- READING PASSAGE -
###
There is one book by a respected sports journalist – Jack McCallum’s fabulous “Dream Team” – that put Thomas’ omission on Jordan.
“Isiah Thomas was not a member of the Dream Team primarily because of two men, Michael Jordan and (Detroit Pistons coach) Chuck Daly,” McCallum wrote. “If we want to put a finer point on it, it was really one man – Jordan.”
Rod Thorn, who was the head of basketball operations for the NBA and who drafted Jordan as GM of Chicago in 1984, called Jordan in 1991 to ask about his interest in playing in Barcelona in 1992.
“Rod, I don’t want to play if Isiah is on the team,” Jordan said, according to McCallum’s book.
In the “The Last Dance,” Jordan said, “I respect Isiah Thomas’ talent. To me, the best point guard of all-time is Magic Johnson and right behind him is Isiah Thomas. No matter how much I hate him, I respect his game. Now, it was insinuated that I was asking about him; but I never threw his name in there.”
But McCallum writes that in the summer of 2011 Jordan told him: “I told Rod I don’t want to play if Isiah Thomas is on the team.”
Consider the circumstances in 1991 as USA Basketball and the NBA focused in on the Olympic roster: Jordan had just won his first championship, his first Finals MVP and second regular-season MVP. He was the face of the league, entering his prime and one of the most famous people on the planet.
With NBA players going to the Olympics for the first time in Barcelona, the league needed Jordan on the team. There was more at stake than just a gold medal. Then-NBA Commissioner David Stern and then-FIBA secretary-general Borislav Stankovic had plotted basketball’s global explosion.
The U.S. couldn’t send a team without Jordan. He was a necessity. If Jordan didn’t want Thomas on the team – and it didn’t matter how many people were on Thomas’ side – Thomas wasn’t going.
Now, were there other factors that kept Thomas off the team? He had little support from other players at the time, too. Pippen and Malone weren’t Thomas fans, and Bird wasn’t going to fight for Thomas, not after Thomas agreed with a ludicrous Dennis Rodman comment about Bird and said during the 1987 playoffs that “Larry Bird is a very, very good basketball player, an exceptional talent. But if he were black he’d be just another good guy.”
Even if Thomas clarified it was all in jest, the comment stunk. And, the Isiah-Magic relationship had soured by that time. Johnson had announced he was HIV-positive in November 1991, and there was a rumor that Thomas wondered if Johnson was bisexual. The two were close friends, but when Johnson heard Thomas was (possibly) saying that, the relationship suffered.
###
- WHAT YOU SHOULD DO -
List each person whom the passage about Isiah Thomas and the Dream Team identifies by a job or official title, together with that title. The records that come next have no connection to the passage about Isiah Thomas and the Dream Team.

- DATA LISTING -
###
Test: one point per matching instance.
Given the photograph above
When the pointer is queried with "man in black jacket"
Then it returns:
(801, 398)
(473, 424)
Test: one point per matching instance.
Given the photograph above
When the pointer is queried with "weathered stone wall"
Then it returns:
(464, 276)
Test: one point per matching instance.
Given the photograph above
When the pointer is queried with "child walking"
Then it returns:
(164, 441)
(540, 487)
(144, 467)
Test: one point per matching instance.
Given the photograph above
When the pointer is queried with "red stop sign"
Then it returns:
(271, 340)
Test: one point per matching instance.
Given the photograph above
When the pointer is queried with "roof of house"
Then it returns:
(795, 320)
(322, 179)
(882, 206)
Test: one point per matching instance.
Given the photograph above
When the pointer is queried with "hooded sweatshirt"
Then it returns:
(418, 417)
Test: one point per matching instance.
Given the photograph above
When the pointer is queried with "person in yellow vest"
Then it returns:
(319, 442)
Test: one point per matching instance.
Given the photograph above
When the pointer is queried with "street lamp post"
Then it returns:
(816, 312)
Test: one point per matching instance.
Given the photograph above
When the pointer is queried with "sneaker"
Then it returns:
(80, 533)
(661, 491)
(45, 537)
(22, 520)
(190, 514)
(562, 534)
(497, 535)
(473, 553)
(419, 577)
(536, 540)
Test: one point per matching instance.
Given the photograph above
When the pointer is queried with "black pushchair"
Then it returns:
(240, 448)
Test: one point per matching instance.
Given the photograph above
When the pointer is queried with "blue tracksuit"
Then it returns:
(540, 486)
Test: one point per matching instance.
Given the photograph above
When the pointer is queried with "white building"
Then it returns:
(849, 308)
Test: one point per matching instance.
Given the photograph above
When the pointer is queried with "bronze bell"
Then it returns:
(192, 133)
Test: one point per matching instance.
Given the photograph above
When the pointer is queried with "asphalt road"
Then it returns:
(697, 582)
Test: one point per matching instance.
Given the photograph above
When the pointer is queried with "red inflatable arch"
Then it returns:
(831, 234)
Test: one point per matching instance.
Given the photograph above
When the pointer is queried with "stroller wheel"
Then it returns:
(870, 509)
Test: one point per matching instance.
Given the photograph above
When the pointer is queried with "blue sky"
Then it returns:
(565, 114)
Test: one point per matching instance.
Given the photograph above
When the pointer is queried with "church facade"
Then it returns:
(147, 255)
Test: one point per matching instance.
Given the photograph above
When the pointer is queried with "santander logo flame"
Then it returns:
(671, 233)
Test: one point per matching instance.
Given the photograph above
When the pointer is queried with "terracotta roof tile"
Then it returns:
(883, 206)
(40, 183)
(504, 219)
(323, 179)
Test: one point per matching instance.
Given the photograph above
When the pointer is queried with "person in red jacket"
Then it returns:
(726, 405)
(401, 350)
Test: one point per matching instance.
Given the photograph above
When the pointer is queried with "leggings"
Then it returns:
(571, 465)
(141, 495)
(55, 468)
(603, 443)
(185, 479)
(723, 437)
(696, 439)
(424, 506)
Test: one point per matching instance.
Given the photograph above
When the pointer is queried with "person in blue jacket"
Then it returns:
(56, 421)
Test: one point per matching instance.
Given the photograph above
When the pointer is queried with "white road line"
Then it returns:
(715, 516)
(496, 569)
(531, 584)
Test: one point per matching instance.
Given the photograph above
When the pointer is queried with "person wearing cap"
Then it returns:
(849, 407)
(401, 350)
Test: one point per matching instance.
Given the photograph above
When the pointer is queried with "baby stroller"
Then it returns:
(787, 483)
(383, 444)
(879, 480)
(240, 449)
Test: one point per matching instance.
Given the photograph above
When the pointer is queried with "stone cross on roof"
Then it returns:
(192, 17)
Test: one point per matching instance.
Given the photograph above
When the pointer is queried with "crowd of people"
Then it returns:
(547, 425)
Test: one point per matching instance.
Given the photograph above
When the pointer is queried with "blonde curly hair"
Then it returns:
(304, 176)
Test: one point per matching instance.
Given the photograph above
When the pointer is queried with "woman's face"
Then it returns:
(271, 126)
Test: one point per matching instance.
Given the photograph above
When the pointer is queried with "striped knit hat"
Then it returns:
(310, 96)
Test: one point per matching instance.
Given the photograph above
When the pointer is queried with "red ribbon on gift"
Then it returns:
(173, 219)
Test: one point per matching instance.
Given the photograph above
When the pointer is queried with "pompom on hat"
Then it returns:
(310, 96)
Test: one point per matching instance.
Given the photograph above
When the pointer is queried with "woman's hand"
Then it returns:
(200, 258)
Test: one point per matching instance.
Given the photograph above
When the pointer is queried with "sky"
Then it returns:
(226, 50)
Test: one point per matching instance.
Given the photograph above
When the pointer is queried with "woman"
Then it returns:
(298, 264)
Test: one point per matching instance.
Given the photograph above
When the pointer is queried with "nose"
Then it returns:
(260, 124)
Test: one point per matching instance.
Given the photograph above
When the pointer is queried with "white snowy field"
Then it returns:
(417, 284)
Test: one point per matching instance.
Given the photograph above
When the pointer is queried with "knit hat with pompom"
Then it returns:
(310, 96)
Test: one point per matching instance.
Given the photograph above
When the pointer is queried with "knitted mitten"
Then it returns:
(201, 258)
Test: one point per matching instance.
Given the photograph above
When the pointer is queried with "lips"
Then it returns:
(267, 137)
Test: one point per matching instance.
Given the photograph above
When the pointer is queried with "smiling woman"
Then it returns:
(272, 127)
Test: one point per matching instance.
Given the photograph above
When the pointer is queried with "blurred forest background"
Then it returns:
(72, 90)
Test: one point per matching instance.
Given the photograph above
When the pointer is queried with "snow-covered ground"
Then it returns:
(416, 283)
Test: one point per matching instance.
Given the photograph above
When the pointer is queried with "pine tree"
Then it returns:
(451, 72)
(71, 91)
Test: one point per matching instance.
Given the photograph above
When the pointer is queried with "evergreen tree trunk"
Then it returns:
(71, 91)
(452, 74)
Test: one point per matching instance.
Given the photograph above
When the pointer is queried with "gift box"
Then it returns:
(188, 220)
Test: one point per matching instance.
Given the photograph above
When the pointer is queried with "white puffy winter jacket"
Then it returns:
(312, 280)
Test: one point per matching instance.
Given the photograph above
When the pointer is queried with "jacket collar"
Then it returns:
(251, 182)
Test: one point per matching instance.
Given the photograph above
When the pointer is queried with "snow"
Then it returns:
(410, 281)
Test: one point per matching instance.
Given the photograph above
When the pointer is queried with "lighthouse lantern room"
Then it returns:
###
- SOLUTION TO THIS TASK -
- Jack McCallum: sports journalist
- Chuck Daly: Detroit Pistons coach
- Rod Thorn: head of basketball operations for the NBA, and GM of Chicago in 1984
- David Stern: then-NBA Commissioner
- Borislav Stankovic: then-FIBA secretary-general